WRITTEN TASK: Transcribe word for word each line from the one containing "Reviewer note: confirm that every instance of the oval" to the final line of the data, both included. Skip the pictures.

>>>

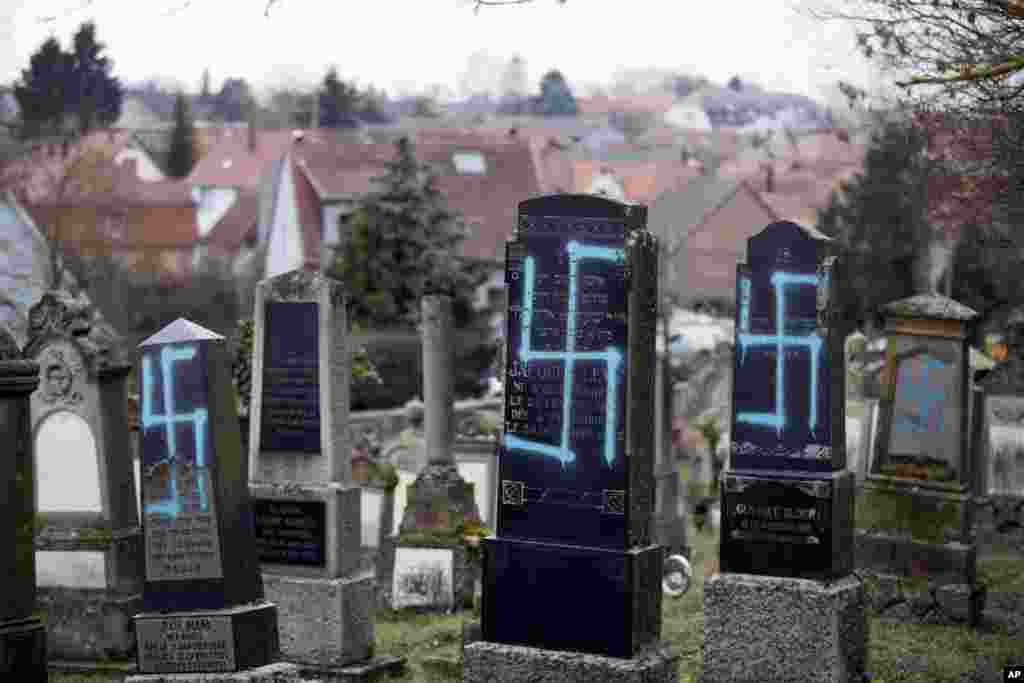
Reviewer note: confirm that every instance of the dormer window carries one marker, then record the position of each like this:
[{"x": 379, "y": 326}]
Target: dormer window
[{"x": 469, "y": 163}]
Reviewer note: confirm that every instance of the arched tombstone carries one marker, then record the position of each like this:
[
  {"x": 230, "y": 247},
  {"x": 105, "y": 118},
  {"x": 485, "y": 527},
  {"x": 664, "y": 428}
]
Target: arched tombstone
[{"x": 89, "y": 544}]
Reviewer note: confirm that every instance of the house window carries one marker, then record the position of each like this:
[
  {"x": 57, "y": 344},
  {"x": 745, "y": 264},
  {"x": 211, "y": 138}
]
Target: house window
[{"x": 469, "y": 163}]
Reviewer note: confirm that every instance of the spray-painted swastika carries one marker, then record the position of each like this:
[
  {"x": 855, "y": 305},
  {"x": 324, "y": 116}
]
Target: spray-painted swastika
[
  {"x": 171, "y": 504},
  {"x": 812, "y": 342},
  {"x": 611, "y": 356}
]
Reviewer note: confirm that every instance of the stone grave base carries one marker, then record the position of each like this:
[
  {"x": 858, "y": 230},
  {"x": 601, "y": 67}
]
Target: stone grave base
[
  {"x": 23, "y": 650},
  {"x": 88, "y": 624},
  {"x": 794, "y": 630},
  {"x": 271, "y": 673},
  {"x": 208, "y": 641},
  {"x": 495, "y": 663},
  {"x": 543, "y": 594},
  {"x": 925, "y": 601},
  {"x": 324, "y": 622}
]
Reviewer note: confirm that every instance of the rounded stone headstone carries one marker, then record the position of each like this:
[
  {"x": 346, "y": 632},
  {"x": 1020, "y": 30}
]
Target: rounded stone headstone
[{"x": 67, "y": 466}]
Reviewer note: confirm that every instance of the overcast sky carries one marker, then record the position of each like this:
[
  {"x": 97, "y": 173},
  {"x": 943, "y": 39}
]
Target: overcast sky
[{"x": 406, "y": 45}]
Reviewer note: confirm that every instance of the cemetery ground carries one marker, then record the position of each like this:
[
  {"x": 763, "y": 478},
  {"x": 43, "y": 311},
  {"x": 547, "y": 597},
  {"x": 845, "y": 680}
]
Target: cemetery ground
[{"x": 898, "y": 650}]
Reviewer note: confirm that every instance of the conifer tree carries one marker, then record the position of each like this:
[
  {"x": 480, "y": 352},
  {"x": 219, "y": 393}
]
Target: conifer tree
[
  {"x": 181, "y": 155},
  {"x": 401, "y": 243},
  {"x": 881, "y": 218}
]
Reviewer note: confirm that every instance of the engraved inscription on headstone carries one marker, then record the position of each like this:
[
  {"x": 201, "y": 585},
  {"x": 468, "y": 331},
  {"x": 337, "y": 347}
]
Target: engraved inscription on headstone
[
  {"x": 291, "y": 531},
  {"x": 565, "y": 404},
  {"x": 181, "y": 537},
  {"x": 184, "y": 644},
  {"x": 781, "y": 398},
  {"x": 290, "y": 413}
]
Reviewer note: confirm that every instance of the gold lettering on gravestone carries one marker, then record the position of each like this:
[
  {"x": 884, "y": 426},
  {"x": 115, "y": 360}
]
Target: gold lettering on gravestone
[{"x": 183, "y": 645}]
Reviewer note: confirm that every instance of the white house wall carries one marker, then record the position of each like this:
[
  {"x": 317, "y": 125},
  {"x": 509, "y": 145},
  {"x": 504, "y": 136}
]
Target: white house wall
[{"x": 145, "y": 168}]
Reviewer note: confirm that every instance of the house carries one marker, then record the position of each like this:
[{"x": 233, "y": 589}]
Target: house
[
  {"x": 704, "y": 228},
  {"x": 25, "y": 266}
]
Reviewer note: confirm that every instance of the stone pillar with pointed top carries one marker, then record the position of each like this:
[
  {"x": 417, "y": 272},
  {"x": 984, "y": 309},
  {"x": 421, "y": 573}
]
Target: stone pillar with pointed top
[
  {"x": 89, "y": 544},
  {"x": 786, "y": 499},
  {"x": 23, "y": 637},
  {"x": 306, "y": 505},
  {"x": 203, "y": 595},
  {"x": 914, "y": 516},
  {"x": 440, "y": 503}
]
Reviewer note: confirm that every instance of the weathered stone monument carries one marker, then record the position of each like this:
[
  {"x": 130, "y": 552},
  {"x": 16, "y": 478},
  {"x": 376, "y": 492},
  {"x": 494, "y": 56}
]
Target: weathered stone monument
[
  {"x": 998, "y": 441},
  {"x": 914, "y": 513},
  {"x": 571, "y": 581},
  {"x": 307, "y": 508},
  {"x": 430, "y": 566},
  {"x": 89, "y": 543},
  {"x": 785, "y": 605},
  {"x": 23, "y": 637},
  {"x": 203, "y": 595}
]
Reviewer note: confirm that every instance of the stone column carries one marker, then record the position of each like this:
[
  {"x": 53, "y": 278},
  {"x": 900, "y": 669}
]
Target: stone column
[
  {"x": 438, "y": 378},
  {"x": 23, "y": 637},
  {"x": 440, "y": 503}
]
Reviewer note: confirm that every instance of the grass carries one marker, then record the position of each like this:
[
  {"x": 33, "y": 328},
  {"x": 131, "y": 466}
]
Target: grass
[{"x": 898, "y": 652}]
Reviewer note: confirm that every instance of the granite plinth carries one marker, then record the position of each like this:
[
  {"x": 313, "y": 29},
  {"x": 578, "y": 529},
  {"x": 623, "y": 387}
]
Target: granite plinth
[
  {"x": 210, "y": 641},
  {"x": 272, "y": 673},
  {"x": 496, "y": 663},
  {"x": 785, "y": 630},
  {"x": 23, "y": 650},
  {"x": 794, "y": 525},
  {"x": 324, "y": 622},
  {"x": 545, "y": 595}
]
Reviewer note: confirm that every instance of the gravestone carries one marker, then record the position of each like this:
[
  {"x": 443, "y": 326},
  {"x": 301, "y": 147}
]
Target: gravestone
[
  {"x": 308, "y": 525},
  {"x": 88, "y": 554},
  {"x": 999, "y": 434},
  {"x": 203, "y": 596},
  {"x": 430, "y": 566},
  {"x": 786, "y": 530},
  {"x": 23, "y": 636},
  {"x": 571, "y": 573},
  {"x": 914, "y": 516}
]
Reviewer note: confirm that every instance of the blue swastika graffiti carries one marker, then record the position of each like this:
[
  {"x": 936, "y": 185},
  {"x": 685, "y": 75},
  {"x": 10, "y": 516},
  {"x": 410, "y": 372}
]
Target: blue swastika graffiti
[
  {"x": 611, "y": 356},
  {"x": 171, "y": 505},
  {"x": 780, "y": 282}
]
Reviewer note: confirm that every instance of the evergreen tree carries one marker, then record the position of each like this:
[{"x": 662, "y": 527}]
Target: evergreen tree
[
  {"x": 881, "y": 218},
  {"x": 402, "y": 243},
  {"x": 181, "y": 156},
  {"x": 556, "y": 97},
  {"x": 97, "y": 95},
  {"x": 69, "y": 92},
  {"x": 41, "y": 92},
  {"x": 339, "y": 102}
]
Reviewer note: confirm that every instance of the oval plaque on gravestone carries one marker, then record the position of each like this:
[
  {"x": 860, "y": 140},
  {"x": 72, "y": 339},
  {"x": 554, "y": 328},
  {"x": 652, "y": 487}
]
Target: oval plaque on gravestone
[{"x": 290, "y": 399}]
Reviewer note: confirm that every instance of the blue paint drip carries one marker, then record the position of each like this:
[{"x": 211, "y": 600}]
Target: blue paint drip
[
  {"x": 168, "y": 356},
  {"x": 780, "y": 340},
  {"x": 611, "y": 356}
]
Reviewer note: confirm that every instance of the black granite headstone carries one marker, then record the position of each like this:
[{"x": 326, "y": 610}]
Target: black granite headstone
[
  {"x": 786, "y": 501},
  {"x": 572, "y": 566},
  {"x": 290, "y": 415},
  {"x": 783, "y": 376},
  {"x": 563, "y": 468},
  {"x": 291, "y": 531}
]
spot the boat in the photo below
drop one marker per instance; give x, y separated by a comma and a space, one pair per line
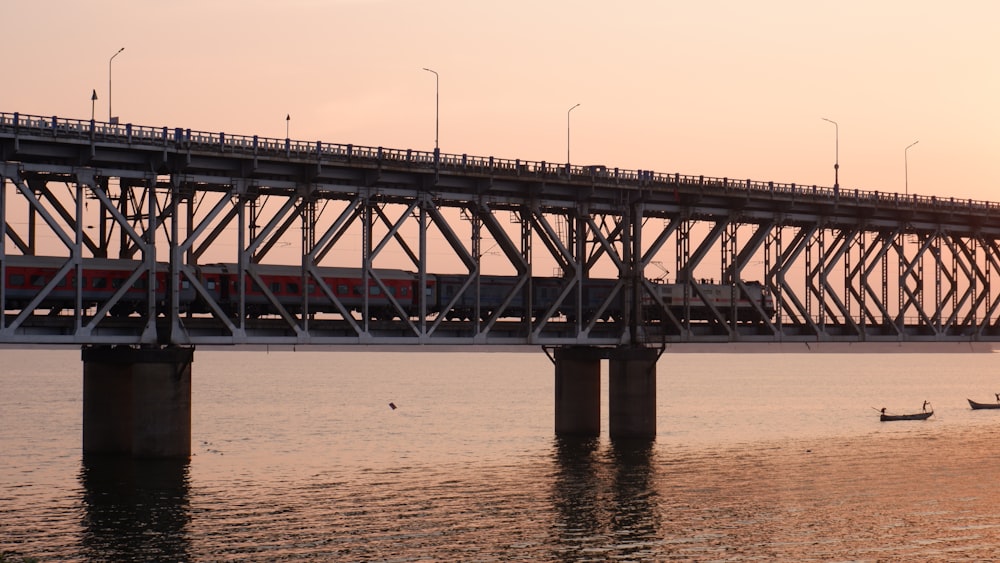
977, 406
916, 416
924, 414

<<<

SOLUTION BELOW:
Reviewer note: confirm that every instance of the oval plaque on gravestone carries one marker, then record the position of each like this:
[
  {"x": 860, "y": 140},
  {"x": 72, "y": 339},
  {"x": 554, "y": 328},
  {"x": 652, "y": 487}
]
Target: oval plaque on gravestone
[{"x": 290, "y": 399}]
Reviewer note: confirm that every instance of the blue paint drip carries one marker, then record the position of each like this:
[{"x": 211, "y": 600}]
Target: blue paint drip
[
  {"x": 168, "y": 356},
  {"x": 780, "y": 340},
  {"x": 611, "y": 356}
]
Reviewer note: confirm that every instance of the black granite headstone carries one marker, then record the position of each like this:
[{"x": 326, "y": 610}]
Target: black granite headstone
[
  {"x": 786, "y": 501},
  {"x": 572, "y": 566},
  {"x": 290, "y": 415},
  {"x": 783, "y": 376},
  {"x": 563, "y": 468},
  {"x": 291, "y": 531}
]
spot the boat in the photo below
drop one marker per instance; give x, y separated by a comma and a space, one pair per line
977, 406
916, 416
924, 414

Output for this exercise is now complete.